[Page text — start]

Youth photo winner: corruption, toxic waste and the power of photography

Photographer Sony Ramany of Bangladesh with his award at our 20th anniversary celebrations.

Just one image can tell a story, says Sony Ramany, winner of our 20th anniversary youth photo competition – and these stories have the power to spark real change. “We need to show images of suffering and hardships,” he says, “so that people can see the truth”.

A photographer from one of Bangladesh’s leading English-language newspapers, Sony has seen first-hand the impact a photo can have on the world around him.

Documenting life in Bangladesh, the 21 year-old photojournalist captured a hard-hitting image of chemical dumping in Dhaka’s rivers.

His photo – a startling image of a man stood in murky water and sludge, surrounded by piles of dead fish – sparked a public outcry in Bangladesh’s capital, helping put pressure on the government to take action against toxic waste from the tanneries and factories that line Dhaka’s waterways.

When we opened our global call for young photographers to send us their images of corruption, Sony’s editor pushed him to send in his photo. It won first place.

We spoke to Sony last week when he came to Berlin to accept his prize during our 20th anniversary celebrations – asking him how he found the image, what happened next, and what he would say to other would-be corruption fighters.

Our youth photo competition invited young photographers to illustrate the effect corruption has on their world. Why did you choose an image of industrial pollution in Dhaka’s rivers?

[Page text — finish]

What is required:
Extend the Sony Ramany interview past its last sentence. The listing has nothing to do with the Sony Ramany interview.

[Available data — start]

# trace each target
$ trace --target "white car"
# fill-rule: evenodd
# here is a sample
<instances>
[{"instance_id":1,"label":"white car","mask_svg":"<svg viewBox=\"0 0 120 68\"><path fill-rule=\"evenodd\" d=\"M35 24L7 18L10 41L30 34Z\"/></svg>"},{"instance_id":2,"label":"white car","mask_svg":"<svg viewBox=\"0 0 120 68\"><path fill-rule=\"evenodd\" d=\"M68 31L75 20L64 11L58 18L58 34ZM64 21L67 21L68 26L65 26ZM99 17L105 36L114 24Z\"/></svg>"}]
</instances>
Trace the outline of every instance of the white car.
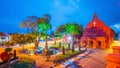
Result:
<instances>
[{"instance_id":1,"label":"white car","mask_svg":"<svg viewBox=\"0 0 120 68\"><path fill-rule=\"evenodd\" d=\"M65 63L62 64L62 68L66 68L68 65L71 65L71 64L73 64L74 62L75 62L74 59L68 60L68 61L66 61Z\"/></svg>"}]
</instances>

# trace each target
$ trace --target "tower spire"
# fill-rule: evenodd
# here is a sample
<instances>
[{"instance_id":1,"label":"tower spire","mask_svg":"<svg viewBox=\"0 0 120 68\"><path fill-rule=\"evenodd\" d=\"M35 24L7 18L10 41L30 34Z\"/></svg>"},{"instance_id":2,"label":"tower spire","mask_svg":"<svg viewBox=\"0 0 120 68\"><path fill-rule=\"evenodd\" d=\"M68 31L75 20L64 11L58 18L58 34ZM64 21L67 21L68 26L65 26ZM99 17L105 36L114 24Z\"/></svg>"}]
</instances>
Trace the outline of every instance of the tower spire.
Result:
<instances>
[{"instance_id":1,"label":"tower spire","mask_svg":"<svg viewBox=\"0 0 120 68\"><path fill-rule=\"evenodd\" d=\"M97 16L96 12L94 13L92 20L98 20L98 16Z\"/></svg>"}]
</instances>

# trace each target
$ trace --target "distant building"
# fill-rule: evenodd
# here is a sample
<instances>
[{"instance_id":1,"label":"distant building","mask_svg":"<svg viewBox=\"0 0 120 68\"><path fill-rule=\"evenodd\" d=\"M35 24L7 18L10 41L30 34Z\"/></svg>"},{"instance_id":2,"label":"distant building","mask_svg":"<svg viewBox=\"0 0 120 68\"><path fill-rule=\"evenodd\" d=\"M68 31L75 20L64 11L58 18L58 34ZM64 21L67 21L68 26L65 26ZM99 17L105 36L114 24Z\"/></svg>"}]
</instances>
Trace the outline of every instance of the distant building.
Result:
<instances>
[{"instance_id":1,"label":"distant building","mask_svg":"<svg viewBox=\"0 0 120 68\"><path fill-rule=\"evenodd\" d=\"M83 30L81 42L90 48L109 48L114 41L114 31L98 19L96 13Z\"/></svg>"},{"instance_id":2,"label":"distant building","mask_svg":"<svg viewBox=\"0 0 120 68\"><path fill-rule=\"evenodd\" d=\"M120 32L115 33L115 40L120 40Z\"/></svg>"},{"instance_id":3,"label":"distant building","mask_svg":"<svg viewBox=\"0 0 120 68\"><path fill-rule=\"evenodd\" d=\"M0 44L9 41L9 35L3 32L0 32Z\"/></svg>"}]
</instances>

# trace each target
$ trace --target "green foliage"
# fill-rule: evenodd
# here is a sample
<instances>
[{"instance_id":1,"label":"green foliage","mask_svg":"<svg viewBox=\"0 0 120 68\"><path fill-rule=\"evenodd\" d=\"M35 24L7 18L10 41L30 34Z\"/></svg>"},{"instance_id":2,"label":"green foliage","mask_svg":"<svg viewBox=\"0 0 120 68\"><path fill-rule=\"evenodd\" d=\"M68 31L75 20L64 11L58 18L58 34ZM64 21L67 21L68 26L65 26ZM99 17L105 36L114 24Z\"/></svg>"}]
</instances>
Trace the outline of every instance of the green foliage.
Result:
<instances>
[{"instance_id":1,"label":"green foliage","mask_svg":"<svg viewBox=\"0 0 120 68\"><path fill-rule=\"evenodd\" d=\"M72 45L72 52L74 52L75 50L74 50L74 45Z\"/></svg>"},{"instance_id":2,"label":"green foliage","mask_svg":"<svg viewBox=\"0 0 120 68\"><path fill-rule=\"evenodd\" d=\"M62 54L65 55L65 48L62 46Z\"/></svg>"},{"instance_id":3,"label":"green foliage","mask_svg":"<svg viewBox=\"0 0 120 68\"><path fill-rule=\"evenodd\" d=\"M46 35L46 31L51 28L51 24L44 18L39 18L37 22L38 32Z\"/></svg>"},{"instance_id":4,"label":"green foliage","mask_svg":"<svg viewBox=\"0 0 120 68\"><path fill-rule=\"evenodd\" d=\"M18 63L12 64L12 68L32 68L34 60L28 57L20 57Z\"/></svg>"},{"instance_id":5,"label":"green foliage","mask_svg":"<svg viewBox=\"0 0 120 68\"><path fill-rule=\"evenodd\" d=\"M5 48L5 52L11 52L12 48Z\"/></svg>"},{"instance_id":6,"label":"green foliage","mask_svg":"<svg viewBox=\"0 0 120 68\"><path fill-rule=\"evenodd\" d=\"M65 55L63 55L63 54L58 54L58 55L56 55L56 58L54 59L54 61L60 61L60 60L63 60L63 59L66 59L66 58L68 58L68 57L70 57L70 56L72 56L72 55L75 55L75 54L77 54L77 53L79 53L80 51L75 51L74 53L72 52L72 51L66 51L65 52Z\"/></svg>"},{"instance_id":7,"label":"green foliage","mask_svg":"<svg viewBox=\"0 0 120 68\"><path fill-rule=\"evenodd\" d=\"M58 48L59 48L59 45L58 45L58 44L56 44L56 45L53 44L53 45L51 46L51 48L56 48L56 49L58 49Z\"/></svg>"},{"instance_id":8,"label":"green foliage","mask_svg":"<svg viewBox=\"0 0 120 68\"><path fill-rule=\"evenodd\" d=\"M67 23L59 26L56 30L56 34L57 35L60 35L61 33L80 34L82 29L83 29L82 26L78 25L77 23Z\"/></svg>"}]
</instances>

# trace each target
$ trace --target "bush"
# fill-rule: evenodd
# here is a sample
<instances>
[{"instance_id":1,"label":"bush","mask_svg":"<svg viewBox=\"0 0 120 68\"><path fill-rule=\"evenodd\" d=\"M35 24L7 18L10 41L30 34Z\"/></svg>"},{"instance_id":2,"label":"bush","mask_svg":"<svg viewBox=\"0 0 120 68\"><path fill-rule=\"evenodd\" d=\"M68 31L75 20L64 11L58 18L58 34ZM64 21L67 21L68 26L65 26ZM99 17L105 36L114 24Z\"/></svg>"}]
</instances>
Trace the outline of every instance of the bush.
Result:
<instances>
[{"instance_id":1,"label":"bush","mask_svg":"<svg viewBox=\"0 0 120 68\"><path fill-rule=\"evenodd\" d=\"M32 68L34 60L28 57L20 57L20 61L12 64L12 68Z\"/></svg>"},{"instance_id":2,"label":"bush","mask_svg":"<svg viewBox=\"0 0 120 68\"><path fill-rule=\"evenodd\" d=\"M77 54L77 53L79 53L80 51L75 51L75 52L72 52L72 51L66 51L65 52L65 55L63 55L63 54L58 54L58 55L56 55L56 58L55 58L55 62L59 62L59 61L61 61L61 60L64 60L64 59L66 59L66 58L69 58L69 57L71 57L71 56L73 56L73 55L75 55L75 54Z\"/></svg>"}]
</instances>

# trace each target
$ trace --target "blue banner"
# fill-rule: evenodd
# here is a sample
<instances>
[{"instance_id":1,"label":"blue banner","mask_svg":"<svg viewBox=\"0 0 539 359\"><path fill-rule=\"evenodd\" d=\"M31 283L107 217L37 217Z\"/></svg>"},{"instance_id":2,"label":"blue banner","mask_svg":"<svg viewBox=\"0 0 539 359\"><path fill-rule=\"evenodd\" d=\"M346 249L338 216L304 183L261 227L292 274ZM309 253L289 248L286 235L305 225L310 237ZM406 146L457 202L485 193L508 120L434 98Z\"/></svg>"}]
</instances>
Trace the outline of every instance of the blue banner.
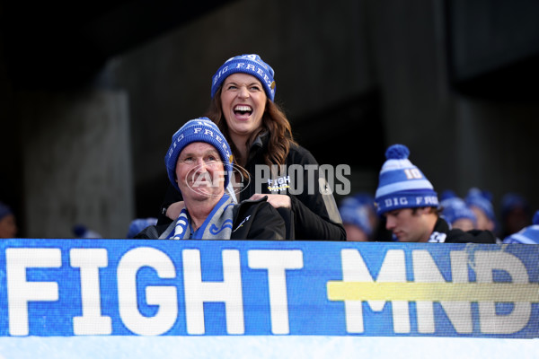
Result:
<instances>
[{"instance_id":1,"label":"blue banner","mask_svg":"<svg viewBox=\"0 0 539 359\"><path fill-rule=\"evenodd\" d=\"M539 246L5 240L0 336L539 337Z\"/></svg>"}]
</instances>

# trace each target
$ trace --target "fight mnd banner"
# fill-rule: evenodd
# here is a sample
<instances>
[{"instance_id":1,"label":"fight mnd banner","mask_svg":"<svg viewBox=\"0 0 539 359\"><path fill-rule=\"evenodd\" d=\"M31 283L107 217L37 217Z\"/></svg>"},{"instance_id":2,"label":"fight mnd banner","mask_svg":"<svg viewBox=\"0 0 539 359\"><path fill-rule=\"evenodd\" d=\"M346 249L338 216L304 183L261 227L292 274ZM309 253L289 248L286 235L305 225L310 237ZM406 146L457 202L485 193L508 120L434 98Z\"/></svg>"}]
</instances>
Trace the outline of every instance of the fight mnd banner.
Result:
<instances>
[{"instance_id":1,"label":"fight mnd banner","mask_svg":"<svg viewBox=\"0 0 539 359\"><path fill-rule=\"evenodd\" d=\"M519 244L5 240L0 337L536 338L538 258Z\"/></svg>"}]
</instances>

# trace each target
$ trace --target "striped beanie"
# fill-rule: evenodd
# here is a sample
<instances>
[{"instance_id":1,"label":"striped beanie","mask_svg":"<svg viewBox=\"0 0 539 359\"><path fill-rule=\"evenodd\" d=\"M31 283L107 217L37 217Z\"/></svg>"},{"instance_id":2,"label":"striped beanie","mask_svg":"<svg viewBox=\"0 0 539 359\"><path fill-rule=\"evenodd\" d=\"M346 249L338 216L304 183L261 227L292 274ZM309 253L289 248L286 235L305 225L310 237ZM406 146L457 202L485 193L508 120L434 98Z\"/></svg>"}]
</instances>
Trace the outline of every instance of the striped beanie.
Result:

[Available data — finish]

Exercise answer:
Fisheries are a big issue in Bangladesh. The industry is central to our lives, but pollution from factories on the banks of rivers is threatening it – particularly from garment factories. Bangladeshi high courts have ordered them to address the problem, but many factory owners still aren’t bothered about where their chemicals go.

How did the image come about?

I first met the man in the photo when I was visiting the area on a different project. He told me that the fish in his reservoir die every year during monsoon season, when chemicals from the sewers and streets flood the water. I gave him my telephone number and I told him to call me as soon as it happened again.

One morning, about a year later, I received a call. It was the man. I went over immediately – there were dead fish everywhere. When I showed the images to my editor, he asked for it to be printed across the back pages of the newspaper.

What was the response to the photo?

People were inspired. A lot of outlets wanted to publish the photo, and people started asking what could be done to stop the pollution. Previously the government had ignored the problem, now they couldn’t. After the photo was published they ordered the river to be cleaned-up.

What would be your message to other young people who are thinking of speaking out against corruption?

I would tell them that that we need to work together to get rid of corruption. Young people need to start with themselves, and then they need to tell their friends and their colleagues to stop corrupt behaviour. That way, we can stop corruption.

More about Sony Ramany

Sony Ramany is a photographer from Dhaka, Bangladesh, where he works for New Age, a leading English-language daily. Sony says that he decided to be a photographer because of the power of images to tell stories that resonate with everyone – even those who cannot read or write. “Everybody can contribute positively to his or her society through their work to make it a better place to live. I have chosen through my profession to fight against the odds and the factors that make me a victim within my own society,” he says.

Ramany’s prize-winning shot helped put pressure on the government to take action against chemical dumping in Dhaka’s rivers.